• [Given instruction] Display every line of the entries below that contains the word "white", treating uppercase and lowercase as different.

+ + + +

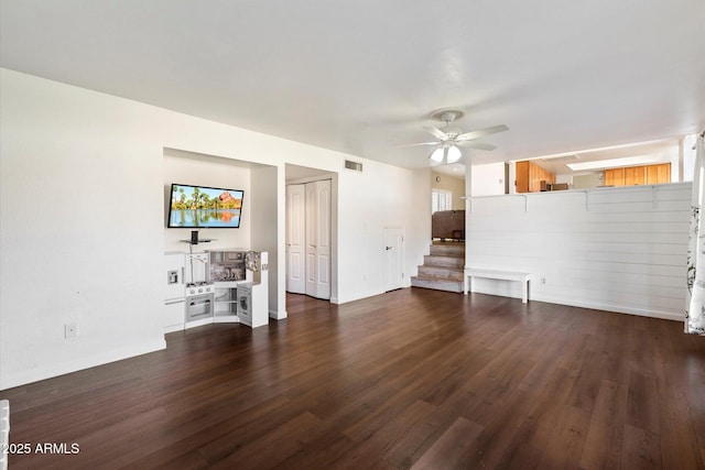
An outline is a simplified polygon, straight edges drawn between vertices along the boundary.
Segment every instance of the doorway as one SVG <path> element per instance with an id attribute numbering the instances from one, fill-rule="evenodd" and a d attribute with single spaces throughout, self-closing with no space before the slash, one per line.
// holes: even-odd
<path id="1" fill-rule="evenodd" d="M 330 179 L 286 185 L 286 292 L 330 299 Z"/>
<path id="2" fill-rule="evenodd" d="M 404 281 L 404 228 L 384 227 L 384 292 L 402 287 Z"/>

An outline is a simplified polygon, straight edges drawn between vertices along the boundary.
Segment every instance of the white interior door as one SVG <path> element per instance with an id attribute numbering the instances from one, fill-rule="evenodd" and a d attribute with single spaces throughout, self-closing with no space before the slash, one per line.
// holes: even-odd
<path id="1" fill-rule="evenodd" d="M 286 186 L 286 291 L 306 293 L 305 236 L 306 217 L 305 186 Z"/>
<path id="2" fill-rule="evenodd" d="M 402 287 L 404 278 L 404 229 L 384 227 L 384 292 Z"/>
<path id="3" fill-rule="evenodd" d="M 306 295 L 330 298 L 330 181 L 306 183 Z"/>

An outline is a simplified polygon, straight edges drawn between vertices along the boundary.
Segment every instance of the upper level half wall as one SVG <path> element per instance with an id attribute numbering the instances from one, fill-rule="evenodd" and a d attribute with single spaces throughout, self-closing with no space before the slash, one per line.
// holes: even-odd
<path id="1" fill-rule="evenodd" d="M 466 263 L 531 273 L 534 300 L 682 320 L 691 187 L 473 198 Z M 516 283 L 476 284 L 520 296 Z"/>

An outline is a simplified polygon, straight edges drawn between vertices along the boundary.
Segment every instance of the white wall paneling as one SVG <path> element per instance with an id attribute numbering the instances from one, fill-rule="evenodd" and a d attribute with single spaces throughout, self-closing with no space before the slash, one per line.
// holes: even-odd
<path id="1" fill-rule="evenodd" d="M 530 272 L 534 300 L 680 320 L 690 200 L 690 183 L 473 198 L 466 263 Z"/>

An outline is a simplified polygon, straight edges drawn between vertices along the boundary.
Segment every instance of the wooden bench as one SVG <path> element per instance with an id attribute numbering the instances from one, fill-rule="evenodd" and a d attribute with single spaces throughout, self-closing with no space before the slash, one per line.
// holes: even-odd
<path id="1" fill-rule="evenodd" d="M 485 277 L 491 280 L 501 280 L 501 281 L 517 281 L 521 283 L 521 302 L 527 303 L 529 300 L 529 281 L 531 280 L 531 274 L 521 273 L 517 271 L 503 271 L 503 270 L 492 270 L 485 267 L 466 267 L 465 275 L 463 276 L 463 294 L 467 294 L 469 292 L 475 292 L 473 288 L 473 278 L 474 277 Z"/>

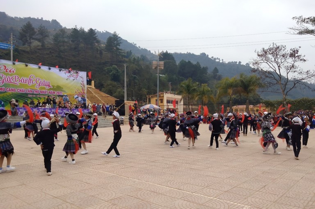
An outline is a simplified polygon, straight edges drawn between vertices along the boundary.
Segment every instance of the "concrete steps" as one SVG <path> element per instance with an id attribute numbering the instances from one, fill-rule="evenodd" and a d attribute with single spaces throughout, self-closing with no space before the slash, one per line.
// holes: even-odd
<path id="1" fill-rule="evenodd" d="M 112 118 L 111 116 L 107 116 L 107 118 L 105 118 L 101 116 L 99 116 L 98 118 L 98 125 L 97 128 L 106 128 L 112 127 L 112 122 L 113 121 Z M 128 124 L 128 118 L 126 119 L 126 117 L 124 117 L 125 119 L 124 122 L 124 124 Z M 63 123 L 64 118 L 62 118 L 60 121 L 62 123 Z M 23 120 L 23 117 L 22 116 L 10 116 L 10 117 L 7 120 L 7 122 L 20 122 Z M 122 124 L 121 124 L 122 125 Z M 39 130 L 40 129 L 40 125 L 39 123 L 37 123 L 37 126 Z"/>

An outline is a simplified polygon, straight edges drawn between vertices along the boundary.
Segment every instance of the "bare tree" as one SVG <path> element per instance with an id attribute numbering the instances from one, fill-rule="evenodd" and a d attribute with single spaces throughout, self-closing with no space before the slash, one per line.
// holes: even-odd
<path id="1" fill-rule="evenodd" d="M 298 86 L 315 90 L 306 82 L 313 81 L 315 72 L 303 70 L 298 65 L 306 61 L 304 55 L 299 54 L 300 48 L 288 51 L 285 46 L 274 43 L 268 48 L 255 51 L 257 58 L 251 62 L 254 67 L 252 72 L 260 77 L 267 88 L 266 91 L 282 94 L 285 105 L 288 93 Z"/>

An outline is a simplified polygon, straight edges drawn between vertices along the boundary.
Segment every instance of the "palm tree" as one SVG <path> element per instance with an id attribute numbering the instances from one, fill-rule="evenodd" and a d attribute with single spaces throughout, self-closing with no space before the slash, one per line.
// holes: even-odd
<path id="1" fill-rule="evenodd" d="M 179 93 L 181 95 L 183 98 L 187 99 L 188 103 L 187 111 L 189 110 L 191 99 L 194 98 L 195 96 L 198 86 L 198 83 L 193 82 L 191 78 L 189 78 L 186 81 L 183 81 L 180 83 L 179 86 Z"/>
<path id="2" fill-rule="evenodd" d="M 201 84 L 201 86 L 197 89 L 195 99 L 196 100 L 201 100 L 201 105 L 203 106 L 203 104 L 208 103 L 210 99 L 212 94 L 212 91 L 208 84 L 204 83 Z"/>

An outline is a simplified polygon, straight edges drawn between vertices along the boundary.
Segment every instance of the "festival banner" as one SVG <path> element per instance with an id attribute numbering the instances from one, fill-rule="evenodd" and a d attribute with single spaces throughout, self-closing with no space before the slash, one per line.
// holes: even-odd
<path id="1" fill-rule="evenodd" d="M 20 107 L 25 99 L 36 104 L 48 96 L 55 98 L 57 105 L 59 102 L 86 102 L 86 72 L 14 63 L 0 59 L 0 107 L 10 110 L 12 99 Z"/>

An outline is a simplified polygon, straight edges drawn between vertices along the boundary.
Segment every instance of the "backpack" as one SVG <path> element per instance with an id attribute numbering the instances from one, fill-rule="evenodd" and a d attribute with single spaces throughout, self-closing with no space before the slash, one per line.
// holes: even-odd
<path id="1" fill-rule="evenodd" d="M 163 128 L 163 120 L 164 120 L 164 118 L 161 118 L 161 121 L 160 122 L 160 123 L 158 124 L 158 127 L 161 129 L 162 129 Z"/>

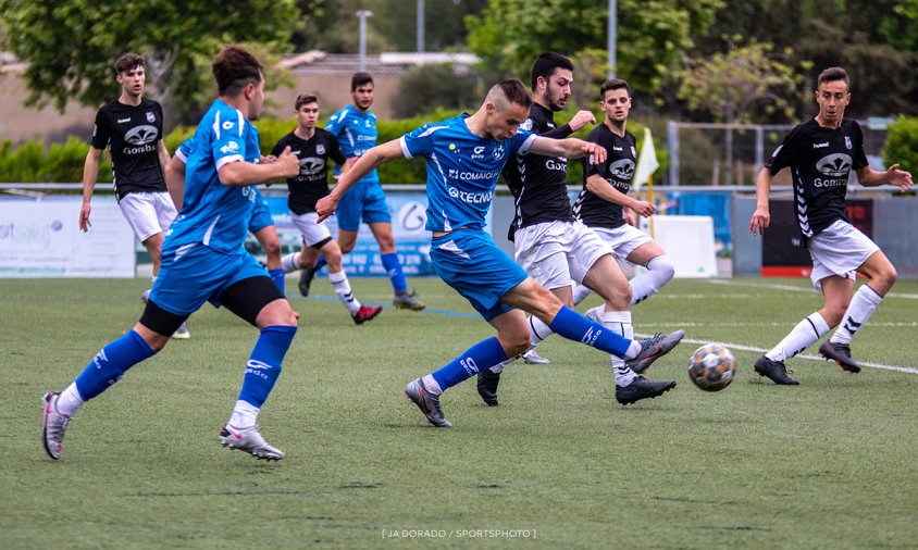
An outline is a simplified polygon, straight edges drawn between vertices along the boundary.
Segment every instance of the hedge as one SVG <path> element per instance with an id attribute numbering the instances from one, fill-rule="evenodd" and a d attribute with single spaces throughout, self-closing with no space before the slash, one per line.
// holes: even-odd
<path id="1" fill-rule="evenodd" d="M 438 110 L 427 116 L 379 121 L 379 142 L 383 143 L 411 132 L 427 122 L 436 122 L 459 114 L 458 111 Z M 596 113 L 597 118 L 601 113 Z M 573 113 L 561 112 L 556 115 L 556 122 L 563 124 Z M 322 122 L 324 124 L 324 121 Z M 296 127 L 294 118 L 265 118 L 258 121 L 256 126 L 261 138 L 262 154 L 268 154 L 281 137 Z M 175 151 L 179 143 L 194 133 L 193 127 L 177 127 L 164 138 L 170 152 Z M 643 137 L 643 125 L 629 123 L 629 130 L 640 139 Z M 585 138 L 587 128 L 575 134 Z M 5 183 L 79 183 L 83 180 L 83 165 L 89 145 L 85 139 L 70 136 L 63 143 L 46 147 L 42 141 L 27 141 L 13 147 L 9 140 L 0 142 L 0 182 Z M 657 157 L 662 161 L 665 155 L 658 151 Z M 568 183 L 580 185 L 583 166 L 579 161 L 568 164 Z M 425 163 L 423 159 L 411 159 L 405 162 L 388 162 L 380 166 L 380 178 L 383 184 L 393 185 L 423 185 L 426 180 Z M 112 180 L 111 161 L 108 154 L 102 155 L 99 166 L 100 183 Z"/>
<path id="2" fill-rule="evenodd" d="M 901 116 L 890 124 L 883 143 L 883 163 L 916 174 L 918 172 L 918 117 Z"/>

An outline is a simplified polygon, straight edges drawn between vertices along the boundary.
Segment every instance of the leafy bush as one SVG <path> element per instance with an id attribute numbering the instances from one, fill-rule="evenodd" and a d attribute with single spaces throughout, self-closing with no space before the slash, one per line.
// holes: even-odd
<path id="1" fill-rule="evenodd" d="M 918 117 L 902 116 L 889 126 L 883 145 L 883 164 L 900 164 L 902 170 L 918 172 Z"/>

+ + + +

• [Written solution]
Segment every instance of the white interior door as one SVG <path> element per instance with an id attribute numbering the instances from one, fill-rule="evenodd" and a d attribute with single spaces throughout, self-closing with no space before the slash, one per line.
Segment every instance of the white wall paneling as one SVG <path> element per instance with an id attribute numbering the instances from one, fill-rule="evenodd" and a d attribute with single spaces throughout, self-closing with no space before the slash, one per line.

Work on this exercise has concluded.